[Region pointing data]
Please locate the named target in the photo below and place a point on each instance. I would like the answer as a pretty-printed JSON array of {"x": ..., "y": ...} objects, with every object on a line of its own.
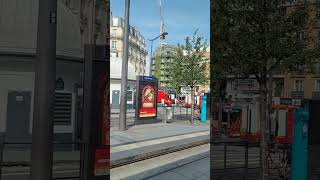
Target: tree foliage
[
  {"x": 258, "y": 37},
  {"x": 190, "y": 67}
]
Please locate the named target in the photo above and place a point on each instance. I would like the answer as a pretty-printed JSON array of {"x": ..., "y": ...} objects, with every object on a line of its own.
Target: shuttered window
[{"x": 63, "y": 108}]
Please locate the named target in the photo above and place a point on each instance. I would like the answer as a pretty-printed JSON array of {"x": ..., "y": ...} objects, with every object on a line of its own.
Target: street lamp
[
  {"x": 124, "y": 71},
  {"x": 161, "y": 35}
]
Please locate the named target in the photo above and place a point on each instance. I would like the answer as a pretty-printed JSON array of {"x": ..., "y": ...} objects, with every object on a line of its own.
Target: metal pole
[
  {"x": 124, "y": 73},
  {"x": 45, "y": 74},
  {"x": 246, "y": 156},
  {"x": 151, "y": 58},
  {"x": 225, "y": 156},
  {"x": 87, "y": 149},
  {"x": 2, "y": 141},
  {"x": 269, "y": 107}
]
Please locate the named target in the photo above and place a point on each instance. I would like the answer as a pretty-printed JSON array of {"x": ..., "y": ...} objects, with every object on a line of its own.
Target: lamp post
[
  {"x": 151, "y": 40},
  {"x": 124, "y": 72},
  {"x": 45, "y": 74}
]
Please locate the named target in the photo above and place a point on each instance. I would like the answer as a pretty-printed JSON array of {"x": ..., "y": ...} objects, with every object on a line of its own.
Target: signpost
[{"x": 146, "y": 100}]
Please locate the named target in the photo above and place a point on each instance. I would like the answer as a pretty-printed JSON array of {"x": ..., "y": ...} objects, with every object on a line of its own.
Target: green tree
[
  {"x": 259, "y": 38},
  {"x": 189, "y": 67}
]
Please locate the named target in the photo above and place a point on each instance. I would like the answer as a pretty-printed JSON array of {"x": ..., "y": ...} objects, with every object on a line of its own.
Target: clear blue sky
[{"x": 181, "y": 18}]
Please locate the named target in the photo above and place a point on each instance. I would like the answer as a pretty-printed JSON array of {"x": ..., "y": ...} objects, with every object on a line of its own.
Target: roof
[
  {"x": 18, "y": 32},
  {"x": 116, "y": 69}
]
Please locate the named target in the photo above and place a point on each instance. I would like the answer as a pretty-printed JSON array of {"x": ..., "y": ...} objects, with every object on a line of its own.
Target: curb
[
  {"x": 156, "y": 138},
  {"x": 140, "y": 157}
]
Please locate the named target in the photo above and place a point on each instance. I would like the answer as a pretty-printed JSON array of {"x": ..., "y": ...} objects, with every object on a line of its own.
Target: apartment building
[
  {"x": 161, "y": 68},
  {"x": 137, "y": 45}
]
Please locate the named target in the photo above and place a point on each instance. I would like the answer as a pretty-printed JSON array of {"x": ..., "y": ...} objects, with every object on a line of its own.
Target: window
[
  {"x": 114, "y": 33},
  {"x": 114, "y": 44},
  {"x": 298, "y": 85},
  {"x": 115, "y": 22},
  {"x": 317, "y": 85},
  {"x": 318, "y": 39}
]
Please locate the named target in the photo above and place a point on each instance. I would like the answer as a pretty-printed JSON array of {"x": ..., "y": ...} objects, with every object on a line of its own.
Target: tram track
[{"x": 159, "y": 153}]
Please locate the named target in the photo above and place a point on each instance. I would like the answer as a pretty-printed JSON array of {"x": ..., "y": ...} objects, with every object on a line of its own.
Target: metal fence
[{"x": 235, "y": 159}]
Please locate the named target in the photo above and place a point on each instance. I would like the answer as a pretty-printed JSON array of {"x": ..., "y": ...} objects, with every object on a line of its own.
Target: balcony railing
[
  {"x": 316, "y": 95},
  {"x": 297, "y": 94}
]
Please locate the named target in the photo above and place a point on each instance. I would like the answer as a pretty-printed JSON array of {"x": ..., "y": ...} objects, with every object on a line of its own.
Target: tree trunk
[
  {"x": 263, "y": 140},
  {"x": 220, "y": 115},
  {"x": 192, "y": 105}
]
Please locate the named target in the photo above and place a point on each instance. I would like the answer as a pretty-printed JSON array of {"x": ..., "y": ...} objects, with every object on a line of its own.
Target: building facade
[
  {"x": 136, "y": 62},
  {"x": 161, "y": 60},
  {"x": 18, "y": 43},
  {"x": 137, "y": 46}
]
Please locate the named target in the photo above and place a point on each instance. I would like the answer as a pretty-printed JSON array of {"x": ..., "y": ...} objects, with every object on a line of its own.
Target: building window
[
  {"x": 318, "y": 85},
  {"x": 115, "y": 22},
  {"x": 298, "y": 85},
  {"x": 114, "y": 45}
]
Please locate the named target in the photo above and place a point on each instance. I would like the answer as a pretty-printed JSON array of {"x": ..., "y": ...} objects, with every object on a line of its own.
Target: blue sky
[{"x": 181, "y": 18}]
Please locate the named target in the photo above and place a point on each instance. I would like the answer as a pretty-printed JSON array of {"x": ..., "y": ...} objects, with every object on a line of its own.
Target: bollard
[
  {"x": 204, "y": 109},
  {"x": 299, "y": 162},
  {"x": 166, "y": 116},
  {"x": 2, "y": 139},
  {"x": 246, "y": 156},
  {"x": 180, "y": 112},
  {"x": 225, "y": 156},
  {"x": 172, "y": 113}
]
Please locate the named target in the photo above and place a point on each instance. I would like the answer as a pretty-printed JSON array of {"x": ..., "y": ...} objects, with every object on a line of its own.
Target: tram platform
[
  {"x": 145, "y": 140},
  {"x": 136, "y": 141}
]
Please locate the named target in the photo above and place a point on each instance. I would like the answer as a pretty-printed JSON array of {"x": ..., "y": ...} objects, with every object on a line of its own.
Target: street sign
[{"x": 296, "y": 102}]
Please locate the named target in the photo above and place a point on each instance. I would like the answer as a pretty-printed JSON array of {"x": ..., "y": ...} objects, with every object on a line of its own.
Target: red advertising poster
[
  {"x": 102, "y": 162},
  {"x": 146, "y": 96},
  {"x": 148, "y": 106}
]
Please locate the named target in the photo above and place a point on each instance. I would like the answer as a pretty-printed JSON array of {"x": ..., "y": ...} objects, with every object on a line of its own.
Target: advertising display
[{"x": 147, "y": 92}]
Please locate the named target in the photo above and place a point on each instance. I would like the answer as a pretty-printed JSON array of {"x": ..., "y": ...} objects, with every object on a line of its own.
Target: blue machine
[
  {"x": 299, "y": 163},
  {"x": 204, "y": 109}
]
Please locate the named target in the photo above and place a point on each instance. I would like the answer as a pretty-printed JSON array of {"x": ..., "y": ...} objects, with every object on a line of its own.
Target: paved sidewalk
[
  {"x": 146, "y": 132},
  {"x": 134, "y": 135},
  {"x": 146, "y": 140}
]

§ Task details
A verbatim reproduction of each entry is expected, with every picture omitted.

§ Answer for this exercise
Please locate the named target in the photo below and place a point on each instance. I would like the answer as a pretty-printed JSON array of {"x": ..., "y": ...} objects, with every object on a line of its own.
Target: tree foliage
[
  {"x": 258, "y": 37},
  {"x": 190, "y": 67}
]
Please locate the named target in the photo above and place a point on each instance. I would like the answer as a pretty-printed JSON array of {"x": ..., "y": ...} objects, with every object on a line of its own.
Target: shuttered window
[{"x": 63, "y": 108}]
Please locate the named target in the photo above and place a point on each instance. I would like the answer as a pretty-printed JSON array of {"x": ..., "y": ...} objects, with every object on a line of its own.
Target: street lamp
[
  {"x": 124, "y": 71},
  {"x": 161, "y": 35}
]
Please locate the named target in the photo above and place a point on each instance. I would like the answer as a pretty-printed JSON array of {"x": ..., "y": ...} objects, with every object on a line of its own.
Target: metal pole
[
  {"x": 124, "y": 73},
  {"x": 45, "y": 74},
  {"x": 246, "y": 156},
  {"x": 151, "y": 58},
  {"x": 225, "y": 156},
  {"x": 87, "y": 149},
  {"x": 2, "y": 141},
  {"x": 269, "y": 107}
]
Please locate the named target in the photo above and place a point on each instance. I would like the answer as a pretty-printed JSON array of {"x": ..., "y": ...} objects, with every object on a line of its own.
Target: lamp post
[
  {"x": 151, "y": 40},
  {"x": 124, "y": 72},
  {"x": 45, "y": 74}
]
Please locate the named target in the photo above and place a point on each instance. I would like the answer as a pretty-printed JSON array of {"x": ..., "y": ...} objects, with every object on a line of its own.
Target: signpost
[{"x": 146, "y": 100}]
Please locate the named target in the photo above and place a point on each instance. I would like the answer as a pretty-printed JSON array of {"x": ..., "y": ...} objects, with every object on a line of its own.
Target: green tree
[
  {"x": 259, "y": 38},
  {"x": 189, "y": 67}
]
Please locate the named target in the photo above and place a point on each instance. I would like the answer as a pretty-printed JSON array of {"x": ..., "y": ...} objects, with every object on a line of its own.
Target: clear blue sky
[{"x": 181, "y": 18}]
Please locate the named target in the photo above and place a point on each instance. I would like the answer as a pretty-printed JSON array of {"x": ..., "y": ...} objects, with every object on a line of its own.
Target: roof
[
  {"x": 18, "y": 32},
  {"x": 116, "y": 69}
]
Please locate the named target in the photo above and place a point on each instance. I would like the answer as a pretty-printed JSON array of {"x": ..., "y": ...} objects, with every object on a line of its own.
Target: curb
[
  {"x": 156, "y": 138},
  {"x": 140, "y": 157}
]
Please locate the named target in the photo above and place a point on each instance. I would like the answer as a pretty-printed JSON array of {"x": ..., "y": ...} objects, with every object on a line of its own.
Target: apartment building
[
  {"x": 161, "y": 68},
  {"x": 137, "y": 45}
]
Please locate the named target in the photo above and place a point on each instance. I would like the answer as a pretty-printed JSON array of {"x": ..., "y": ...} objects, with every object on a line of its own.
Target: window
[
  {"x": 114, "y": 33},
  {"x": 114, "y": 44},
  {"x": 298, "y": 85},
  {"x": 115, "y": 22},
  {"x": 317, "y": 85},
  {"x": 318, "y": 39}
]
Please locate the named target in the photo above and place a point on each instance. I would like the answer as a pretty-printed JSON array of {"x": ..., "y": ...} objects, with every object on a line of its own.
Target: tram track
[{"x": 159, "y": 153}]
Please locate the named target in the photo above and place a point on each instance. I would like the answer as a pretty-printed JSON array of {"x": ..., "y": ...} objects, with every object on a line of its own.
Target: metal fence
[{"x": 235, "y": 159}]
Please locate the named target in the photo above and place a point on each instance. I would like the answer as a pretty-printed JSON array of {"x": ..., "y": ...} objects, with every object on a line of its own.
Target: balcony railing
[
  {"x": 316, "y": 95},
  {"x": 297, "y": 94}
]
Please locate the named target in the photo above and place a point on each instance. I would like the answer as a pretty-printed JSON array of {"x": ..., "y": ...} objects, with every object on a line of its own.
Target: tree trunk
[
  {"x": 263, "y": 140},
  {"x": 220, "y": 115},
  {"x": 192, "y": 105}
]
Please locate the named target in the photo above and place a point on each instance. I would like the answer as a pretty-printed JSON array of {"x": ..., "y": ...} objects, with every object on a line of its own.
Target: building facade
[
  {"x": 136, "y": 62},
  {"x": 161, "y": 60},
  {"x": 18, "y": 43},
  {"x": 137, "y": 46}
]
Please locate the named target in the photo above and place a point on each instance. I would like the answer as a pretty-printed JSON array of {"x": ..., "y": ...} objects, with every object on a line of its own.
Target: building window
[
  {"x": 318, "y": 85},
  {"x": 115, "y": 22},
  {"x": 298, "y": 85},
  {"x": 114, "y": 45}
]
Please locate the named target in the photo above and place a point on each instance. I would like the answer as a pretty-printed JSON array of {"x": ..., "y": ...} objects, with every object on a line of its own.
Target: blue sky
[{"x": 181, "y": 18}]
Please locate the named target in the photo above and place a point on each instance. I would like the answer as a pretty-printed JSON array of {"x": ..., "y": ...} objects, with every object on a line of its own.
Target: bollard
[
  {"x": 204, "y": 109},
  {"x": 299, "y": 162},
  {"x": 166, "y": 116},
  {"x": 2, "y": 139},
  {"x": 246, "y": 156},
  {"x": 180, "y": 112},
  {"x": 225, "y": 156},
  {"x": 172, "y": 113}
]
Please locate the named target in the photo above and place a point on each instance. I would like the answer as a pretty-printed JSON array of {"x": ..., "y": ...} objects, with every object on a line of its own.
Target: tram platform
[
  {"x": 145, "y": 140},
  {"x": 136, "y": 141}
]
Please locate the named target in the photo above and place a point on each instance. I would like the answer as a pretty-printed JSON array of {"x": ..., "y": ...} objects, with every object on a line of its own.
Target: street sign
[{"x": 296, "y": 102}]
Please locate the named target in the photo above and place a point on each instance. I would like the answer as a pretty-printed JSON array of {"x": ..., "y": ...} objects, with every object on a line of its own.
Target: red advertising poster
[
  {"x": 102, "y": 162},
  {"x": 146, "y": 96},
  {"x": 148, "y": 106}
]
Please locate the named target in the photo above and place a point on each instance. I would like the answer as a pretty-printed JSON array of {"x": ..., "y": ...} objects, with every object on a line of its own.
Target: advertising display
[{"x": 147, "y": 92}]
Please locate the named target in the photo above and place a point on each instance. I would like the answer as a pretty-printed JSON array of {"x": ..., "y": ...} objects, with every object on a line of its own.
Target: blue machine
[
  {"x": 299, "y": 163},
  {"x": 204, "y": 109}
]
Please locate the named target in the photo above and place a point on each instance. I would like the answer as a pretty-printed JSON array of {"x": ..., "y": ...} objects, with every object on a line of its own.
Target: paved sidewalk
[
  {"x": 146, "y": 132},
  {"x": 134, "y": 135},
  {"x": 146, "y": 140}
]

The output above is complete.